■ Work instruction
Identify every line in the records below that contains the word "lawn", and reproduce each one.

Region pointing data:
○ ○ ○ ○ ○

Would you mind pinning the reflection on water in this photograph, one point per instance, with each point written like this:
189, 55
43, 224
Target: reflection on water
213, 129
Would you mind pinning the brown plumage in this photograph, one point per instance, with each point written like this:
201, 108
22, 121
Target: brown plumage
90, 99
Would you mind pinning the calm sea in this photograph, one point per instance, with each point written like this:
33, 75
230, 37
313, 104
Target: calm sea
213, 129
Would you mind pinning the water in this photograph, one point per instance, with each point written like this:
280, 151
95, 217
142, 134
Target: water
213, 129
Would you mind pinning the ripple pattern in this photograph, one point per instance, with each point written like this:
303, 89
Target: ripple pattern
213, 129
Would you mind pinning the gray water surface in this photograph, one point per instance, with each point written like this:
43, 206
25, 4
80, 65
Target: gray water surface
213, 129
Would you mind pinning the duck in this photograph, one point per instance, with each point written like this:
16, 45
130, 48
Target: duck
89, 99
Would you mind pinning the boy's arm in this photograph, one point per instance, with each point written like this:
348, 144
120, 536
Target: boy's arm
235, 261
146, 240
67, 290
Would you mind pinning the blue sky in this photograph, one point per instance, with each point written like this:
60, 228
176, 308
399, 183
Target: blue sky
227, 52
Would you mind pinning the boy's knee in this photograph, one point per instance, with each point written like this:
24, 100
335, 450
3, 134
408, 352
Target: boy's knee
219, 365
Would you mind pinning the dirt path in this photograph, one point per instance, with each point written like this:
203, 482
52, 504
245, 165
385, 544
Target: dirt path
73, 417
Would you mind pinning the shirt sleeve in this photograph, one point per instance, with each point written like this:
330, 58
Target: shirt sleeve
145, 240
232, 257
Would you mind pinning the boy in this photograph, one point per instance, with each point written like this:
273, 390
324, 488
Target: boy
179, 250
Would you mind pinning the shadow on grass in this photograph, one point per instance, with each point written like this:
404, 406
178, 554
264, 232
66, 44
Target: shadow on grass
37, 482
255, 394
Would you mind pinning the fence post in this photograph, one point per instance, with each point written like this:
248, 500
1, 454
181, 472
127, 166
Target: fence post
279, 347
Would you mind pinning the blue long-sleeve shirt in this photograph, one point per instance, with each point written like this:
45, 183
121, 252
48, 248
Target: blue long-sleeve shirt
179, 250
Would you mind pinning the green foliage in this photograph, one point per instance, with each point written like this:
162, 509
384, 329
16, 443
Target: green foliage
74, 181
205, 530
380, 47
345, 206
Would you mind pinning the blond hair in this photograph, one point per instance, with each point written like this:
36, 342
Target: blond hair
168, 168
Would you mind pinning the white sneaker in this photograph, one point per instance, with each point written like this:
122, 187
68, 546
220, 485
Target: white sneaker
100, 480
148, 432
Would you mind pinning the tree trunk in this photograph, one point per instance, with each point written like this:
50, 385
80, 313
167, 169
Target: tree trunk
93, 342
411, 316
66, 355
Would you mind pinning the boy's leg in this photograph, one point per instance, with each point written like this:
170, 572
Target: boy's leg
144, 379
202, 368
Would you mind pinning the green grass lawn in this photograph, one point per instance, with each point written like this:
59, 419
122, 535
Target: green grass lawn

○ ○ ○ ○ ○

■ Task solution
Would you mind pinning the green grass lawn in this photograph, one point per instance, with each point written like this:
Target: green grass lawn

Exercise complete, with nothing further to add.